• **Questions on the material**:
a) In the forum post about losing a father, which words does the writer use to name their own feelings? List them all.
b) Repeat the post about losing a father word for word, starting with "Hi im New here" and going on through "me so much.".
c) Go on with the post about grieving a father from the point where it stops.

• **Text block**:
______________________________

Hi im New here not too good at talking about things as I have no one i trust around me.
Today is father’s day I lost my dad to prostate cancer in 2022, family are few and far between an I don’t want to burden with my emotions.
I’m so overwhelmed I feel I have lost the only person who really knew and understood me, treated me with respect and kindness always a good listener.
My life’s been horrific since he passed, siblings didn’t help when he was ill, or did the most minimal just to look the part.
The funeral I arranged myself as siblings and mother were very controlling and I knew he wouldn’t want them handling his business in life or after death.
Since he passed they disappeared, smeared and mocked my name any chance they could. I feel lost, alone just me and my dog she’s beautiful helps me so much.
Worthless is what im feeling, empty ive been trying to build things back up but siblings and mother have been knocking at my door leaving covert cryptic birthday presents, fake empathy with a crude evil smile.
When he was around things were great, he was just an amazing man
@Shelby22
I am so sorry for your loss and to read about the thoughtless lack of support from other family members.

______________________________

• **Material supplied**:
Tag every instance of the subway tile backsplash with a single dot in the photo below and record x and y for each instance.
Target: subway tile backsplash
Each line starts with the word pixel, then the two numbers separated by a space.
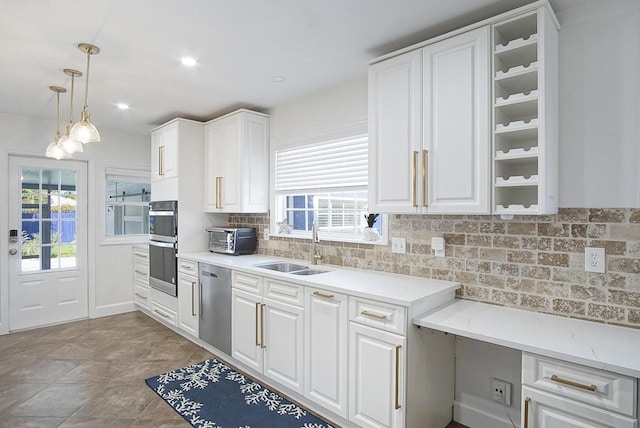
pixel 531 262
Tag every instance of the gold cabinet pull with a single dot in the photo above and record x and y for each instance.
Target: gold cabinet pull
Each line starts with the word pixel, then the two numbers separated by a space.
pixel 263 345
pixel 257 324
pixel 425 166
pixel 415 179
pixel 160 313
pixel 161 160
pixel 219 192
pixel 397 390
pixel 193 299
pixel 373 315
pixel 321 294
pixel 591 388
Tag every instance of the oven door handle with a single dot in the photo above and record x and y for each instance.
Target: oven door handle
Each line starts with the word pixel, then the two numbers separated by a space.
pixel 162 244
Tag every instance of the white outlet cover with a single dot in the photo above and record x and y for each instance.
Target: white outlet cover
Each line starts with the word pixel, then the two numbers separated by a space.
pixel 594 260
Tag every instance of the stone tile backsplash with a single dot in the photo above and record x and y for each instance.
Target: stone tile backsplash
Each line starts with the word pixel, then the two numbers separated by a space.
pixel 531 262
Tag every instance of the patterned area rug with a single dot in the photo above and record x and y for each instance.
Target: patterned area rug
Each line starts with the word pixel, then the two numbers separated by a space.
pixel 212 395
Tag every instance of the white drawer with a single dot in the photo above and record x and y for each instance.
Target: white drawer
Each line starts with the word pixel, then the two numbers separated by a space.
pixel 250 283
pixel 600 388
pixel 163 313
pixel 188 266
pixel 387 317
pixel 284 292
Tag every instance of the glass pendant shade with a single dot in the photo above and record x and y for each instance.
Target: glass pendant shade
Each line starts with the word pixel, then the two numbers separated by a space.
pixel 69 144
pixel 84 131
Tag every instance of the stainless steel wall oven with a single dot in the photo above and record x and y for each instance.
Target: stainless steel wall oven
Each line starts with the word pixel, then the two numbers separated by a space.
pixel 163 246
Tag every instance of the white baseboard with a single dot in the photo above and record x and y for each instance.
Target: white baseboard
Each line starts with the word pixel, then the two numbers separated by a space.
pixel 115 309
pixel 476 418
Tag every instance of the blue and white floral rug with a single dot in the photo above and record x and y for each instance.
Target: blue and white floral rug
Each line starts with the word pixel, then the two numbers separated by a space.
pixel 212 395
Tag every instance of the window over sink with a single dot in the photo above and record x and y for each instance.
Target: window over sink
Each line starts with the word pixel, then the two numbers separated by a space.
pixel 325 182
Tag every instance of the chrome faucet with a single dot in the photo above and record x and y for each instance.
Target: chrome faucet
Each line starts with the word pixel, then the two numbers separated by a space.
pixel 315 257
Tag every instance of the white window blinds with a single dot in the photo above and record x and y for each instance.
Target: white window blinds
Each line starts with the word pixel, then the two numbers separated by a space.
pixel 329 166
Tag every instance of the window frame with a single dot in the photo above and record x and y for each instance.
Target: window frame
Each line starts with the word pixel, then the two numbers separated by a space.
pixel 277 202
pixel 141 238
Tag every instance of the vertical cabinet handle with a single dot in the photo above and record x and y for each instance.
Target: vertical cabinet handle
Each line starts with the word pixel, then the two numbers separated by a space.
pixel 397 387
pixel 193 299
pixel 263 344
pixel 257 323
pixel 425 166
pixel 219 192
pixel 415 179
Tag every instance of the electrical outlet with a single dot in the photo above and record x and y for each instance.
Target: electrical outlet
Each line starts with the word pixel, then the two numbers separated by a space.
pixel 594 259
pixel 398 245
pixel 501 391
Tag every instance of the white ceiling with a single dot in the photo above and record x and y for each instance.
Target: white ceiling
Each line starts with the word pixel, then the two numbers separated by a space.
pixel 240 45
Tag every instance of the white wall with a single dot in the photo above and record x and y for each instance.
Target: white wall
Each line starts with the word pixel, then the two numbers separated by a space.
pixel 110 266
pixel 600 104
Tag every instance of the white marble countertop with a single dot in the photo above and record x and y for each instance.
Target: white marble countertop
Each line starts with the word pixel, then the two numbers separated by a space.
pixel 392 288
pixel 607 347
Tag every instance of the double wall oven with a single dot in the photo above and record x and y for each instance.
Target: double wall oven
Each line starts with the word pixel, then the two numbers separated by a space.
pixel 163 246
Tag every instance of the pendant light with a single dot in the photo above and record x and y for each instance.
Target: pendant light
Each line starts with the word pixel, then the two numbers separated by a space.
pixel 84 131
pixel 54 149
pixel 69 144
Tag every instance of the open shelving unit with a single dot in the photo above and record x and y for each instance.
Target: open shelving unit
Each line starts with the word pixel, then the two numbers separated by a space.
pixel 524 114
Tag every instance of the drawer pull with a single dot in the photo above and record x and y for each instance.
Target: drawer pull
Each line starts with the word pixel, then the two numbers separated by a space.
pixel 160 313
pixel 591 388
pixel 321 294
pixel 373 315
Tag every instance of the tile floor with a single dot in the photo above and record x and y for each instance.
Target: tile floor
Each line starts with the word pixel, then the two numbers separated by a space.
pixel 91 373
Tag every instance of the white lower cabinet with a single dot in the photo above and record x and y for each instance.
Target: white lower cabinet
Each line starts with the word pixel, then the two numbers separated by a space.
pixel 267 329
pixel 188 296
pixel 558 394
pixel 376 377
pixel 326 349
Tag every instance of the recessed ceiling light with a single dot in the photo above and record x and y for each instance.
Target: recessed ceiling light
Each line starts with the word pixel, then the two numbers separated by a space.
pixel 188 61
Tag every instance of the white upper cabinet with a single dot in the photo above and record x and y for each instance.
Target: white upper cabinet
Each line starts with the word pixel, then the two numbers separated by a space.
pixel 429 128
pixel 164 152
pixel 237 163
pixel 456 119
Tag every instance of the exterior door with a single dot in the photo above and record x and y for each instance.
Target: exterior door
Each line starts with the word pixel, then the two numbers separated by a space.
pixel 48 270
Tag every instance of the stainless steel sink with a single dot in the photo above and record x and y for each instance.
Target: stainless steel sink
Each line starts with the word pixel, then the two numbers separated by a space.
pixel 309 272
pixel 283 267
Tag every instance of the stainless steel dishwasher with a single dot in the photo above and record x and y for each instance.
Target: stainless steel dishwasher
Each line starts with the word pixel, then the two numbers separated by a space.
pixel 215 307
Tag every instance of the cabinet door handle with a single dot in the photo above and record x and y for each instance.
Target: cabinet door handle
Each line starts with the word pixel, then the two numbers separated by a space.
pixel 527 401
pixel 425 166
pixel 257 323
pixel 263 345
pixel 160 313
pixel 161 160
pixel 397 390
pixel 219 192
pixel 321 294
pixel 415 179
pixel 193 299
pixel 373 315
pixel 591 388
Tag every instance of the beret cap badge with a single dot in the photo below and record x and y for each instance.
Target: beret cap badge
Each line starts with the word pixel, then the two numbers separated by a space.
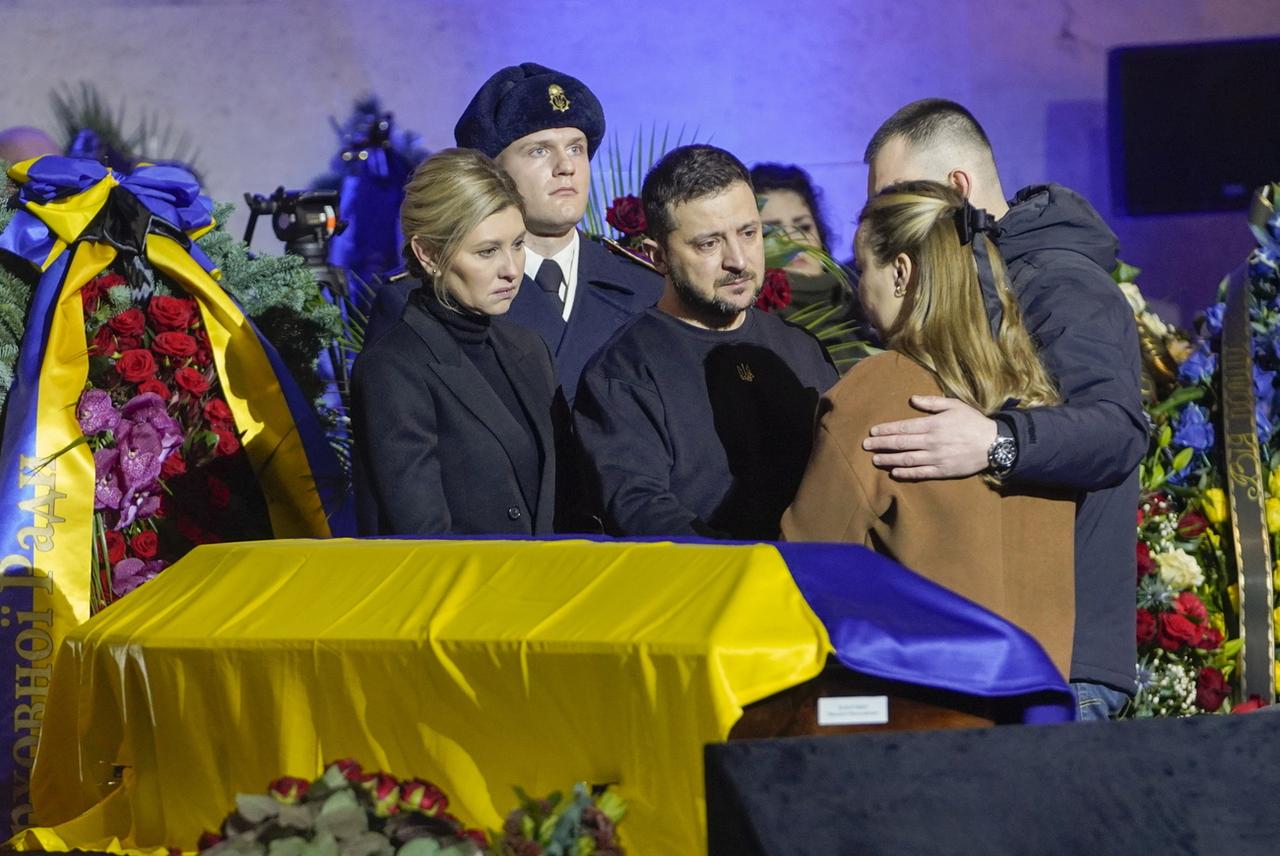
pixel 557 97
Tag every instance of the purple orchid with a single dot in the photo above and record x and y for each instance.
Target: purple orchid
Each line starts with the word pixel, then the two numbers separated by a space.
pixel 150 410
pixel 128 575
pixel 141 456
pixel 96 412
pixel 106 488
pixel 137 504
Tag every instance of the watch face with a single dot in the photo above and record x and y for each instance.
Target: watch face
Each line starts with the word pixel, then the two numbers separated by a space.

______________________________

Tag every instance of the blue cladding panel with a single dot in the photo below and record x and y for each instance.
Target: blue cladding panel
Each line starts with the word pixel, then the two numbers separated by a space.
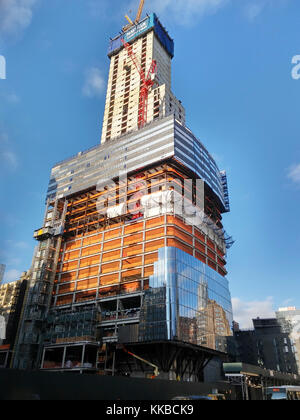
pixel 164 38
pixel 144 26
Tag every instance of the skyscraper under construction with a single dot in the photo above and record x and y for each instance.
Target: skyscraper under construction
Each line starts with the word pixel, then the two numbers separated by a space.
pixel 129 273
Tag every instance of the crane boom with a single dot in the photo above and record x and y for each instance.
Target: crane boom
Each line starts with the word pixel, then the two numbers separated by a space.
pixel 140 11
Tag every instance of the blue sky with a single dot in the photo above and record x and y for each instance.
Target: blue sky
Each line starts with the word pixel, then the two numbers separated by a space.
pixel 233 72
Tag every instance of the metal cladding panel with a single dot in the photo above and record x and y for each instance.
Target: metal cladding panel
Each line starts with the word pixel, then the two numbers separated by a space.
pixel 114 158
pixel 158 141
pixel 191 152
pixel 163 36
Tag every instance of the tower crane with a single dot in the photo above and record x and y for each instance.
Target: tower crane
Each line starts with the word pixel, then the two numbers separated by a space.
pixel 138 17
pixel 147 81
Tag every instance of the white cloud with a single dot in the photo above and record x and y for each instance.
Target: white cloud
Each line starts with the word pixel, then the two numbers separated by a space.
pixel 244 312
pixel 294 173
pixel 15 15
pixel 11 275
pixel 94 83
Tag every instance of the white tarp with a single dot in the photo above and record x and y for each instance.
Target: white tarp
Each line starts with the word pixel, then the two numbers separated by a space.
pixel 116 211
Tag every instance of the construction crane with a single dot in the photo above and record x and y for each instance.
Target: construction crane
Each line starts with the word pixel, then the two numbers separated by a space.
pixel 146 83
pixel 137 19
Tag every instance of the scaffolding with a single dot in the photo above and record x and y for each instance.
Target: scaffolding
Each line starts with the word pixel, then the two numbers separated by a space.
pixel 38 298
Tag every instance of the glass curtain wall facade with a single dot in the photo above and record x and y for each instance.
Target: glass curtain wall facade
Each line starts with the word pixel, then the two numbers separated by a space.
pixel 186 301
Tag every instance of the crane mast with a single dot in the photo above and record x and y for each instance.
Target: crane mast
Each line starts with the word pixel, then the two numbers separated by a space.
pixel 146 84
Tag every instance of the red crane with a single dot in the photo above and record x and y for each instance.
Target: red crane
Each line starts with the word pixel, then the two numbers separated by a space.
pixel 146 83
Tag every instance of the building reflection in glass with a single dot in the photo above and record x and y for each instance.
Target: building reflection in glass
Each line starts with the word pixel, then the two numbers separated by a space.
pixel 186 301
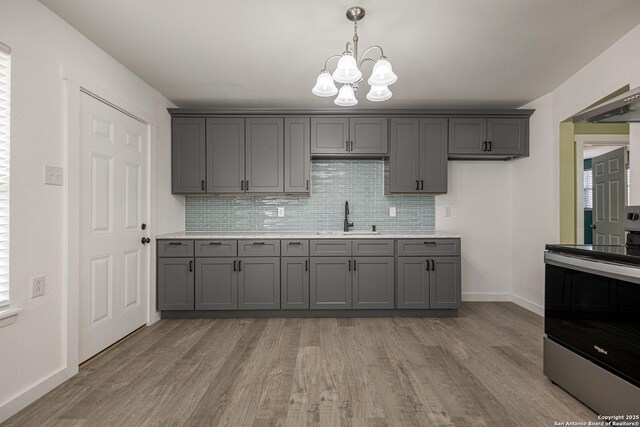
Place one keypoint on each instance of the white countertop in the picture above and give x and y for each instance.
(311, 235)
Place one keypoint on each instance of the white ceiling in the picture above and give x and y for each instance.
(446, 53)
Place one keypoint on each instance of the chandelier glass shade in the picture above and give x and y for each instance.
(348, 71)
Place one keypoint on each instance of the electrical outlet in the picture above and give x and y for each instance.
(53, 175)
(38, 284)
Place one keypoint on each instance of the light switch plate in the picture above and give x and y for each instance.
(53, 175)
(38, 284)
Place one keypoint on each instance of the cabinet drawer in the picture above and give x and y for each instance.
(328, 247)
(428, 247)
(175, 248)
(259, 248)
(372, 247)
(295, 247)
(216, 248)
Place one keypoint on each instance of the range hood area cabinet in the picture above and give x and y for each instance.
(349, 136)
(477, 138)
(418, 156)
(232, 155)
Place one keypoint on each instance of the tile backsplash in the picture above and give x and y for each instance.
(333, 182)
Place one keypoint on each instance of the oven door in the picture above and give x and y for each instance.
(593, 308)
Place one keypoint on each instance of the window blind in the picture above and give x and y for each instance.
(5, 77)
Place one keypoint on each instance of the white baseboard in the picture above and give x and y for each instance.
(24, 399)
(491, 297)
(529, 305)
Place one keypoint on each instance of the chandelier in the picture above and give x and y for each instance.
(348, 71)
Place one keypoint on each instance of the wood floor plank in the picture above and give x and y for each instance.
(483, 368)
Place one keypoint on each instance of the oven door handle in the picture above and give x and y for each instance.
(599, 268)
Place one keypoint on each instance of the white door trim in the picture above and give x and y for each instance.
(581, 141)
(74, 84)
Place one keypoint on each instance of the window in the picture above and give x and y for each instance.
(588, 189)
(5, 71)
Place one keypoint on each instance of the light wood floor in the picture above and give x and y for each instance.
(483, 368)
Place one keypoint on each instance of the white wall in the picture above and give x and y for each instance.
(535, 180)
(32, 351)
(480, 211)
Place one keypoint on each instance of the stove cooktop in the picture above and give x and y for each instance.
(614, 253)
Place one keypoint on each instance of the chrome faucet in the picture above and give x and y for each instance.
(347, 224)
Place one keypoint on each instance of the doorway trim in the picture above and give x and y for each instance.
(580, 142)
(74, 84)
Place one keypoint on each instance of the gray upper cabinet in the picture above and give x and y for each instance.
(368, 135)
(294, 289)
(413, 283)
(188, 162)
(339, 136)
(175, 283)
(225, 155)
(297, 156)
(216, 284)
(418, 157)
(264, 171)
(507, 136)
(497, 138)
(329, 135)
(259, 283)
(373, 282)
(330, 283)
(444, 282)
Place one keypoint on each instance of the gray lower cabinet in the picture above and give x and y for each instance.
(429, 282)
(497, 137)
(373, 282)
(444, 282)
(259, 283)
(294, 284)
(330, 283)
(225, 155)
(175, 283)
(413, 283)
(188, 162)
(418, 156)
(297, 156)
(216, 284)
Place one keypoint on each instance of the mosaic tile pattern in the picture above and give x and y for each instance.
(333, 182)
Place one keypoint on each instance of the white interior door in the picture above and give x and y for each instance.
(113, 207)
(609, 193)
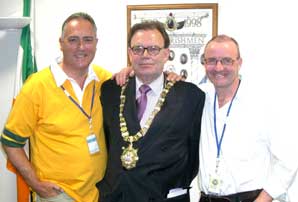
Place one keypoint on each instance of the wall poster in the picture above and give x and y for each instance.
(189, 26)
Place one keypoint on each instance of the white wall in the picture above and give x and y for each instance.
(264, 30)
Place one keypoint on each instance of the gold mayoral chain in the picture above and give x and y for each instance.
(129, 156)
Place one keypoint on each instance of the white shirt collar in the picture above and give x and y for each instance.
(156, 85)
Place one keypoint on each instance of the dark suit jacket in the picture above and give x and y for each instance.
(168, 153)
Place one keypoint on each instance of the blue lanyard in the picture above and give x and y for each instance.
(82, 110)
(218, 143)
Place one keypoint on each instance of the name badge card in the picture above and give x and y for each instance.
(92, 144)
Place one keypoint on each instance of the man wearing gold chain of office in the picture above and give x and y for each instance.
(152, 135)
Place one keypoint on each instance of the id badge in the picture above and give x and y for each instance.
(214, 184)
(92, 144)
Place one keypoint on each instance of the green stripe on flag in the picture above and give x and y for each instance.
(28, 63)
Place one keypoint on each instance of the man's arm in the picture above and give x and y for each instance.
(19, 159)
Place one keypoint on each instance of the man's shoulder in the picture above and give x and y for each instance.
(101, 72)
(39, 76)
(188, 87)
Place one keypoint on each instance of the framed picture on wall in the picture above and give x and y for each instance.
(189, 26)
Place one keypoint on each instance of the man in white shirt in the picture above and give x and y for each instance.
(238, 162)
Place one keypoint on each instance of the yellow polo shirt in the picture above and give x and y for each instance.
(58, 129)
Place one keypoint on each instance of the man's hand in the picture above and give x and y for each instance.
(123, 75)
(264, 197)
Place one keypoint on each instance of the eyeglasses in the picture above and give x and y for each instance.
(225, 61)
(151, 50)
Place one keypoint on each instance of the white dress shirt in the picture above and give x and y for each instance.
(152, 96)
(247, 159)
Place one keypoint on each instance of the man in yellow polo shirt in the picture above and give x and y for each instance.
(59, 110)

______________________________

• **Your written answers**:
a) overwhelmed, lost, alone, worthless, empty

b)
Hi im New here not too good at talking about things as I have no one i trust around me.
Today is father’s day I lost my dad to prostate cancer in 2022, family are few and far between an I don’t want to burden with my emotions.
I’m so overwhelmed I feel I have lost the only person who really knew and understood me, treated me with respect and kindness always a good listener.
My life’s been horrific since he passed, siblings didn’t help when he was ill, or did the most minimal just to look the part.
The funeral I arranged myself as siblings and mother were very controlling and I knew he wouldn’t want them handling his business in life or after death.
Since he passed they disappeared, smeared and mocked my name any chance they could. I feel lost, alone just me and my dog she’s beautiful helps me so much.

c)
I’m not in exactly the same situation as you because I lost my wife in December 2024 but I do understand the devastation and grief the loss of someone so close can bring.
You say that you feel worthless but reading the list of what you have achieved single handed, since you lost your Dad, is amazing.
Since I lost my wife I’ve read articles and books about life after death, mainly to reassure myself about her welfare. One of the messages that comes out of this is that we are given this life on Earth to achieve things and I think you have definitely ticked that box.
You say your Dad was an amazing man, well you clearly take after him. Ignore the critics and overcome anxiety by following your intuition.
Thank you so much for your kind words, I have put all his photos on the mantlepiece right at this moment had a cry,poured myself a I’d honey with ice and are gratefull in this moment to have your support. I feel it.
With kindness like that, I’m sure your wife was very loved and looked after, sound like a great man yourself
@Shelby22
I’m so pleased it helped.
Everyone on this website is so kind and supportive, they have helped me many times when I needed it.
Keep posting because typing your thoughts onto the screen is very therapeutic.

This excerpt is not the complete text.